======== Extrait du texte
Il puise ses idées dans ses discussions avec sa famille. On sent également qu’il aurait autrefois aimé que ces méthodes lui soient appliquées. " Ça fait vingt ans que j’y pense ", lâche-t-il, plein de sous-entendus. Un ange (Vert) passe.

ENTRETIEN . Laurent Roussey : «La vie de groupe avant tout.»
Par Julien Montaigne pour Amatsport


Première partie Après un début de parcours d’entraîneur souvent perturbé par les dépôts de bilan et autres problèmes internes où Laurent Roussey exerçait son métier, il a décidé, depuis l’été 2002 de se relancer dans le championnat de France. Actuel entraîneur adjoint de Claude Puel au LOSC, nous avons voulu en savoir plus sur ce passionné de football…

Comment le contact avec Claude Puel s’est-il établi ? Comment en êtes-vous arrivé à devenir son adjoint ?
================
Détails de l'exercice
Quelles personnes le texte ci-dessus nomme-t-il ? Donnez-les toutes.
======== Données sources
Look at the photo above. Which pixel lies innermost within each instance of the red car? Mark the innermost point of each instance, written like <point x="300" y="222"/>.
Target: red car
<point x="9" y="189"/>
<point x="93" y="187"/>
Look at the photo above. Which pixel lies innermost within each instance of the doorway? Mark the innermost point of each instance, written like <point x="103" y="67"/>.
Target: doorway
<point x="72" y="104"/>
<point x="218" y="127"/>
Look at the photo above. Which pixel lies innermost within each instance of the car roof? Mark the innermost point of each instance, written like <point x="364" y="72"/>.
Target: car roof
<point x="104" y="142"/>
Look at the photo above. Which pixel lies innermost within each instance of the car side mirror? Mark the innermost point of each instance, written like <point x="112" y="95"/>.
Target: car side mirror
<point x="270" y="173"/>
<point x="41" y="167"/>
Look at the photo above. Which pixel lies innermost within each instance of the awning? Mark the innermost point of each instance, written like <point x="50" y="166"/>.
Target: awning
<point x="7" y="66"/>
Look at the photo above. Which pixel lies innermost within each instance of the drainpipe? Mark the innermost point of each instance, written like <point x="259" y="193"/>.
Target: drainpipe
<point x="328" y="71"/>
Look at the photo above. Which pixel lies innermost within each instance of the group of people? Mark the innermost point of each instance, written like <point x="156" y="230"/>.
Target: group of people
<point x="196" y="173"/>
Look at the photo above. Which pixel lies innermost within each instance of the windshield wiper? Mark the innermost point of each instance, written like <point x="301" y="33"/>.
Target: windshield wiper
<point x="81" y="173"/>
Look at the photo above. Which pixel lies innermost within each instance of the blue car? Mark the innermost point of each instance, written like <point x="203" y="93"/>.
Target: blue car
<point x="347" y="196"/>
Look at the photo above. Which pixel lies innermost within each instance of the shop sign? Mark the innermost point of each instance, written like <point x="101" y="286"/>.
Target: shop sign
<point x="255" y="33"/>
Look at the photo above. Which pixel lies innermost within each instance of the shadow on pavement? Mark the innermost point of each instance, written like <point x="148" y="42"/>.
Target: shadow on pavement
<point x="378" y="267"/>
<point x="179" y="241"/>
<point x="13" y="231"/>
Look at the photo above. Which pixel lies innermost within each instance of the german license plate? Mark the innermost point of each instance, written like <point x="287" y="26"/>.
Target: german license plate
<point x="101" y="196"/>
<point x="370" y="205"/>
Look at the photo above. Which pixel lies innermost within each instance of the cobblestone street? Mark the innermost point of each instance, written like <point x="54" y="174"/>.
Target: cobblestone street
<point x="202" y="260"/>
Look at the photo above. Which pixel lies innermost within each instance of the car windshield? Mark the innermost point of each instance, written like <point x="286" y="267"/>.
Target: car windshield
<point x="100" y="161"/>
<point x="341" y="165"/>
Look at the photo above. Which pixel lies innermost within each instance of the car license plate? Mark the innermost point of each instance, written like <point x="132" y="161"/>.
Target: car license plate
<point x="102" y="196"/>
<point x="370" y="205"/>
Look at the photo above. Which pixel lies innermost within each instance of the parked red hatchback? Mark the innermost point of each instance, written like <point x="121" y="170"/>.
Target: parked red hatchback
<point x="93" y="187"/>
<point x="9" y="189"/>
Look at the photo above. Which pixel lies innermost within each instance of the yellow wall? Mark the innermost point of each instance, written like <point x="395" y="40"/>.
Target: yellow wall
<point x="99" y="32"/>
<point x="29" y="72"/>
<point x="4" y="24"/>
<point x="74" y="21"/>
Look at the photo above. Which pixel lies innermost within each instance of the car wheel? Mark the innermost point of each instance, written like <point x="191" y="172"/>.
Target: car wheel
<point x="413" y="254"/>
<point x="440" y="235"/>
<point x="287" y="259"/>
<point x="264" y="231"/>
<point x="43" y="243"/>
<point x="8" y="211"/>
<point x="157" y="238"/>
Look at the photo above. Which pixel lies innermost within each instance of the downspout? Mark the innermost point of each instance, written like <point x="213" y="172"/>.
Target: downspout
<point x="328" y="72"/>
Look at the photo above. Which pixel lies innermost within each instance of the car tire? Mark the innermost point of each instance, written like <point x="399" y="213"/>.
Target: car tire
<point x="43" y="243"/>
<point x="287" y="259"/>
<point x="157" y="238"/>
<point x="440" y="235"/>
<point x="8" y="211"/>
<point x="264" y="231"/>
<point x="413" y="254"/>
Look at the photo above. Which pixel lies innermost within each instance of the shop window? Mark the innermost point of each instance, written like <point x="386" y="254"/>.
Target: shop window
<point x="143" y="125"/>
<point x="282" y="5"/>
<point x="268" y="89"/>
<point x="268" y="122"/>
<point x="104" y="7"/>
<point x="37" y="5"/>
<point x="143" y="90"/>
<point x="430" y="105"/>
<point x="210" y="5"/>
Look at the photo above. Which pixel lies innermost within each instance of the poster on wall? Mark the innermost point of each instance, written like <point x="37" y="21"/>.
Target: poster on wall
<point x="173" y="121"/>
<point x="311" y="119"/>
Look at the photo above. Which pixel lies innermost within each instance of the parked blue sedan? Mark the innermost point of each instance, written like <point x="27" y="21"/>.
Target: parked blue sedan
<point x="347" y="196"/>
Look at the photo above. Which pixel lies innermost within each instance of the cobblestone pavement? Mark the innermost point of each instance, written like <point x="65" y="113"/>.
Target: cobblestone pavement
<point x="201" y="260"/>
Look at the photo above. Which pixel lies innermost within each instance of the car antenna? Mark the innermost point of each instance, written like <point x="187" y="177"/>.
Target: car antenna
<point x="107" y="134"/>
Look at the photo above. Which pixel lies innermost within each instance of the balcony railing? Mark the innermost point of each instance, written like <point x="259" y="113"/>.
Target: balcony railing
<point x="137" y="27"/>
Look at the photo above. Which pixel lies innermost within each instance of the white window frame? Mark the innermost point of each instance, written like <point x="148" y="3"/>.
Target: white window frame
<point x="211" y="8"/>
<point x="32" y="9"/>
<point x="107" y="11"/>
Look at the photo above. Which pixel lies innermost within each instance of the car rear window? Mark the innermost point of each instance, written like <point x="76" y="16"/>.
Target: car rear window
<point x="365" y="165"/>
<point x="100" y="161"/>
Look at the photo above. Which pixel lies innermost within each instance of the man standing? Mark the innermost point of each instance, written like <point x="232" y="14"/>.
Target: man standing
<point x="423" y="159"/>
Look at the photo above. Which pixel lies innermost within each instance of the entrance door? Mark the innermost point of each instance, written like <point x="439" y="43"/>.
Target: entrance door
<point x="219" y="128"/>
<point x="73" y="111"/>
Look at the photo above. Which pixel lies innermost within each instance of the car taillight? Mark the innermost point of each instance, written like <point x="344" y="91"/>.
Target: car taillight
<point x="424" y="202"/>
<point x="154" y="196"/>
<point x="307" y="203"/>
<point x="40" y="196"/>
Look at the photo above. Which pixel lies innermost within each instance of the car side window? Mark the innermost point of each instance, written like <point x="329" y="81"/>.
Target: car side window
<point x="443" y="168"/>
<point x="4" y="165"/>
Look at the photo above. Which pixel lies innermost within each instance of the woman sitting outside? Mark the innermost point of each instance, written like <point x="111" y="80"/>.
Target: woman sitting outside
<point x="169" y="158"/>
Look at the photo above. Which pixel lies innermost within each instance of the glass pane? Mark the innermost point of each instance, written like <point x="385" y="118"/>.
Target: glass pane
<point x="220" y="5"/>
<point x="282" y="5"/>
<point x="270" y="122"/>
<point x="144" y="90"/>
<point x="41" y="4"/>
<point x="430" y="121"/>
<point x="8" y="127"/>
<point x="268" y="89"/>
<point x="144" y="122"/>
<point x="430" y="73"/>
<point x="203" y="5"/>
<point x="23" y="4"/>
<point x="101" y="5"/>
================
Réponse
Laurent Roussey, Julien Montaigne, Claude Puel